◆ Excerpted text
════════════════════

Assignment

In Part 1, we reviewed the sentiment analysis from Chapter 2 of Silge and Robinson’s “Text Mining with R” (https://www.tidytextmining.com/). Now, I’ll perform similar analysis on another corpus.

The corpus I’ve chosen is a collection of ~280,000 tweets from 424 congressional candidates from the 2022 election cycle (hosted here on Kaggle: https://www.kaggle.com/datasets/kac624/politicaltweets). I gathered the tweets by scraping Twitter in Python using the snscrape package. As an aside, I attempted to gather this corpus in R, but all approaches I found require Twitter API keys. I’ve been waiting several weeks for a key for the Twitter API, but I suspect it may never come, as Twitter has recently moved to monetize the API. So, I’ve had to resort to the few tools that are still working to gather tweets.

Data on the 424 target candidates were gathered from Federal Election Commission data. I initially gathered many more candidates (3000+), but I’m not yet able to reliably pair all of those candidates with their Twitter IDs / handle. I plan to continue working on this effort for Project 4. Please see https://github.com/kac624/cuny/raw/main/D607/Project4_politicalTweets.Rmd for the collection and cleaning of the list of candidates and their IDs, and https://github.com/kac624/cuny/raw/main/D607/twitterScrape.ipynb for details on scraping.

════════════════════

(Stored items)
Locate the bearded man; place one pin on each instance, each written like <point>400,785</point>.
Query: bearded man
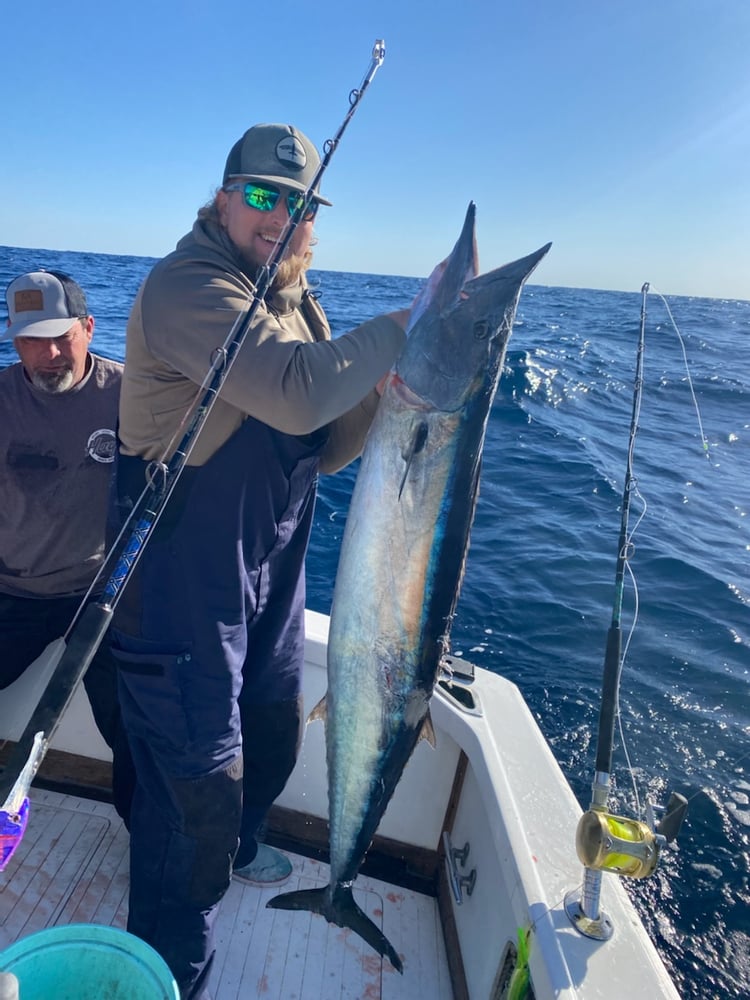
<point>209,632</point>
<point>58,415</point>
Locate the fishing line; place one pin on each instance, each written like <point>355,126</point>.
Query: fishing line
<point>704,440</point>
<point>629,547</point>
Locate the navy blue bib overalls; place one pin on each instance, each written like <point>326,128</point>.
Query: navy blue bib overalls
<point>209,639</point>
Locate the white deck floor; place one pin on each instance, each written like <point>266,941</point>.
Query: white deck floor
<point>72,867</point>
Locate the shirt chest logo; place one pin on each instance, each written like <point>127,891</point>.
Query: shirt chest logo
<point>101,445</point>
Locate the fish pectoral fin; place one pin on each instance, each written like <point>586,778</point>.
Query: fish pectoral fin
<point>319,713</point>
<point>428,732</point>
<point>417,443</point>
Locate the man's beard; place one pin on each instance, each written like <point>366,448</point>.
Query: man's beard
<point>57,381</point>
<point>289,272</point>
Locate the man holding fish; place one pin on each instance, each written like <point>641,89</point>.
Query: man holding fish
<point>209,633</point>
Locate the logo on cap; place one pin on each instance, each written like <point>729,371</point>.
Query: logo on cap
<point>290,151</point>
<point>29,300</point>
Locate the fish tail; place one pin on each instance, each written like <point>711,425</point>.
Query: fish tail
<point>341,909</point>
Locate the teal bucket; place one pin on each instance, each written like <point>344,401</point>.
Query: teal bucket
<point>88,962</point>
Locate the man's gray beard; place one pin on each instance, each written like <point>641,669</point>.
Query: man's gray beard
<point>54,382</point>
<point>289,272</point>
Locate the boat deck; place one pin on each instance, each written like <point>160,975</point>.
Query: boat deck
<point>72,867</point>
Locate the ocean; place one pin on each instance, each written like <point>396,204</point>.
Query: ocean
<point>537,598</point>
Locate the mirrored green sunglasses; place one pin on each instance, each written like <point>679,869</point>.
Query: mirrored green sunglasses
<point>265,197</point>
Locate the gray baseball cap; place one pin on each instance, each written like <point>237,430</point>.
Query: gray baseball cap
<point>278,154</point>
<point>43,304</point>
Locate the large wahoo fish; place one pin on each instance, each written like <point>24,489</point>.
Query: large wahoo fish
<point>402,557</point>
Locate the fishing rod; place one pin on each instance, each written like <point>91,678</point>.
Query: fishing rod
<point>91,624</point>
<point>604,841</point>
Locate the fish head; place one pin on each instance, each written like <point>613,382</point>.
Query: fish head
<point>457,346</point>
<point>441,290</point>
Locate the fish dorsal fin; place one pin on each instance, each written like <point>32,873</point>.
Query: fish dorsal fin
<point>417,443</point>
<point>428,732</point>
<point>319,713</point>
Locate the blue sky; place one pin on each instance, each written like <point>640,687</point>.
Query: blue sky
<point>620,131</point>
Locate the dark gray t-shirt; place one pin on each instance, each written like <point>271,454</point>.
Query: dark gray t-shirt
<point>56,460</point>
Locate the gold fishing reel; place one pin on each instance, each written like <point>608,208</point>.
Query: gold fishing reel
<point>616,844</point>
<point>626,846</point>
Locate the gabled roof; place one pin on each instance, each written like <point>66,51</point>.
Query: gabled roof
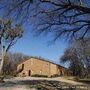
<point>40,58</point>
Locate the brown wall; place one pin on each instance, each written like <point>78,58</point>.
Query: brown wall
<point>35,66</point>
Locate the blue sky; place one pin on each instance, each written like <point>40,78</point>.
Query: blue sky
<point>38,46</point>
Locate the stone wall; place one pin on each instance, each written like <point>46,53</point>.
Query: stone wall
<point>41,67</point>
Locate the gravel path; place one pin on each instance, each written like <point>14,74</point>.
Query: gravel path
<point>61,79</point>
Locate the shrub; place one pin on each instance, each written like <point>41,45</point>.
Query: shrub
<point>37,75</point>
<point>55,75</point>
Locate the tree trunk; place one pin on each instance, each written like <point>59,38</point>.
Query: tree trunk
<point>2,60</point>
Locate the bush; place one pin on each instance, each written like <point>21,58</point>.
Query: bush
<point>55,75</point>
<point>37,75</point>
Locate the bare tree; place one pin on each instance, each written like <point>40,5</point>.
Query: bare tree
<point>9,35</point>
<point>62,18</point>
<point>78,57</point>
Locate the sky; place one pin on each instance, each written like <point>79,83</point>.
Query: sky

════════════════════

◆ Activities
1. In the Assignment text, write out the passage from "In Part 1, we" up to and including "to gather tweets.", word for word.
2. Condense the Assignment text's paragraph that begins "The corpus I've chosen" into a short bulleted list that keeps its main facts.

◆ Task-by-task results
1.
In Part 1, we reviewed the sentiment analysis from Chapter 2 of Silge and Robinson’s “Text Mining with R” (https://www.tidytextmining.com/). Now, I’ll perform similar analysis on another corpus.

The corpus I’ve chosen is a collection of ~280,000 tweets from 424 congressional candidates from the 2022 election cycle (hosted here on Kaggle: https://www.kaggle.com/datasets/kac624/politicaltweets). I gathered the tweets by scraping Twitter in Python using the snscrape package. As an aside, I attempted to gather this corpus in R, but all approaches I found require Twitter API keys. I’ve been waiting several weeks for a key for the Twitter API, but I suspect it may never come, as Twitter has recently moved to monetize the API. So, I’ve had to resort to the few tools that are still working to gather tweets.

2.
- The corpus is about 280,000 tweets from 424 congressional candidates in the 2022 election cycle, hosted on Kaggle (https://www.kaggle.com/datasets/kac624/politicaltweets).
- The tweets were scraped from Twitter in Python with the snscrape package.
- Gathering the corpus in R didn't work because every approach found required Twitter API keys.
- A requested API key hasn't arrived after several weeks and may never come, since Twitter has recently moved to monetize the API. So the few tools still working were used instead.